#### DATASET RECORDS

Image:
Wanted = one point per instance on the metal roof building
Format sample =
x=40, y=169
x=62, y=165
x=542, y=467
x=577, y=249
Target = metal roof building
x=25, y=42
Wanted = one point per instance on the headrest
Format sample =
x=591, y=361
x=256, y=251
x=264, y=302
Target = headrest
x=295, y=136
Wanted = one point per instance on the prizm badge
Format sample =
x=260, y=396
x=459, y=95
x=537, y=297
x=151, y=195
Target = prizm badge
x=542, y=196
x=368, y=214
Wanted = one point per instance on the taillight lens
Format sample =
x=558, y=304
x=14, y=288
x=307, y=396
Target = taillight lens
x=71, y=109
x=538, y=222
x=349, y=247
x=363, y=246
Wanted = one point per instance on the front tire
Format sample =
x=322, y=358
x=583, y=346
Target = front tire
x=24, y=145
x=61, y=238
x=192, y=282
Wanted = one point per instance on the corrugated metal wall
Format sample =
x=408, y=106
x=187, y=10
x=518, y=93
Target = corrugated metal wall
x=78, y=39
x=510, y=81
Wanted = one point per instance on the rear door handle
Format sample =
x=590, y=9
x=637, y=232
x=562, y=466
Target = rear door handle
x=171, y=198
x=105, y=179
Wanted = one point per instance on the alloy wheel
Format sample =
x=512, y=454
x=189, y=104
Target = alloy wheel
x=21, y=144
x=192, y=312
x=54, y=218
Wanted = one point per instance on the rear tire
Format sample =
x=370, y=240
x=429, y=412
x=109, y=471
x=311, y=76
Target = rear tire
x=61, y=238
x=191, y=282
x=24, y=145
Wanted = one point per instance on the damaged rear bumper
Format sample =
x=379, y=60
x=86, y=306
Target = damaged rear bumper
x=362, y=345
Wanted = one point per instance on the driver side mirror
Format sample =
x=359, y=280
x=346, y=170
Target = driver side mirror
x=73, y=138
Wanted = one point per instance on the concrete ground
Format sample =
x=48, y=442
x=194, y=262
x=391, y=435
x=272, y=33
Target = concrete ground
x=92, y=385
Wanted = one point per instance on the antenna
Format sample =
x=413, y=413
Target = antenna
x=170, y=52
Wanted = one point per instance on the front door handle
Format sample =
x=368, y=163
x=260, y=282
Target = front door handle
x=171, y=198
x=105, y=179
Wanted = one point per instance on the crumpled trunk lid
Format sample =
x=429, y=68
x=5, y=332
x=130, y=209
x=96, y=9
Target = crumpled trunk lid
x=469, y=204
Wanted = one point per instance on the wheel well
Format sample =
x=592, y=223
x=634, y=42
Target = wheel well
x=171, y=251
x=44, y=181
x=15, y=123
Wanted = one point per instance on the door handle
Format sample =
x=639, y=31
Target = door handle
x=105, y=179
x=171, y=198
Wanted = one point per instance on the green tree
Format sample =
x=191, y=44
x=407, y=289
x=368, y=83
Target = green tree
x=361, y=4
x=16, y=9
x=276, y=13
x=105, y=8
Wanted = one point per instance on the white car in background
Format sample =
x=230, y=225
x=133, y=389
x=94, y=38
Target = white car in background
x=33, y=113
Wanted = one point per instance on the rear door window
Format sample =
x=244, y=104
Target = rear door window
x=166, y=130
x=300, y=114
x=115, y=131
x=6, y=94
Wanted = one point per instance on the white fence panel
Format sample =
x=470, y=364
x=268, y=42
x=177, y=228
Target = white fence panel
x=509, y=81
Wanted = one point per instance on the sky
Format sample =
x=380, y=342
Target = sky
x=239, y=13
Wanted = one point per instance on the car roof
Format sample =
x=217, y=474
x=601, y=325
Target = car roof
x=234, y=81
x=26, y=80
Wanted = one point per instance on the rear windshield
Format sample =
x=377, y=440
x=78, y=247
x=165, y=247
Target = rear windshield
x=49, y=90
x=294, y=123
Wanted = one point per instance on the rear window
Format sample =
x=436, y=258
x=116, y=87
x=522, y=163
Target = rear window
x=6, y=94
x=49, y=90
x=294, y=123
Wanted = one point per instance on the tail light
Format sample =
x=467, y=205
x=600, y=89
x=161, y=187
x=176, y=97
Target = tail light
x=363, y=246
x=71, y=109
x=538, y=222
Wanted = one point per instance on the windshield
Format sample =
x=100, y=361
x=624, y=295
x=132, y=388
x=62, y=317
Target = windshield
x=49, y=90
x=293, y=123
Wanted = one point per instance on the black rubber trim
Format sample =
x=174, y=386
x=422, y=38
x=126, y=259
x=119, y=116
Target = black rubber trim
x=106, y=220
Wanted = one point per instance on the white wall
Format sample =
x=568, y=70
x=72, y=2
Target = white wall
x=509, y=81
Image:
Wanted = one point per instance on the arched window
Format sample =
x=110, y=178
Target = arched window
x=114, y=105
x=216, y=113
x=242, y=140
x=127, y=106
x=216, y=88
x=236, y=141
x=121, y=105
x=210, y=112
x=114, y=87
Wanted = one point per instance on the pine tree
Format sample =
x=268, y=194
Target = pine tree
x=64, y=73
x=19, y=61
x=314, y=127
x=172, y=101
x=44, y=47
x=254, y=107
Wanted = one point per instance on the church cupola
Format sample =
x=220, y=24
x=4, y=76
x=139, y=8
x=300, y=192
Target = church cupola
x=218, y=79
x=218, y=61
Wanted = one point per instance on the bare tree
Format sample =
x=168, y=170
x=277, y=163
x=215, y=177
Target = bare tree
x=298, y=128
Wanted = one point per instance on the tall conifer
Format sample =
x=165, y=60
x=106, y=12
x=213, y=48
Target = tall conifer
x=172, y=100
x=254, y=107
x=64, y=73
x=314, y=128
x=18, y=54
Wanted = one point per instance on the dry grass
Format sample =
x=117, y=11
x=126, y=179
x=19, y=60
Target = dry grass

########

▶ _WHAT YOU SHOULD DO_
Copy the records above exactly, please, but only from the first line through the line containing "x=558, y=304".

▶ _WRITTEN ANSWER_
Image:
Wanted = one point per instance on the metal roof building
Format sample =
x=40, y=169
x=62, y=165
x=542, y=467
x=577, y=249
Target = metal roof building
x=25, y=42
Wanted = one point per instance on the headrest
Format sample =
x=591, y=361
x=256, y=251
x=264, y=302
Target = headrest
x=295, y=136
Wanted = one point per instance on the prizm badge
Format sample =
x=260, y=396
x=459, y=95
x=537, y=297
x=151, y=195
Target = prizm badge
x=542, y=196
x=368, y=214
Wanted = one point per instance on the taillight lens
Format sample =
x=558, y=304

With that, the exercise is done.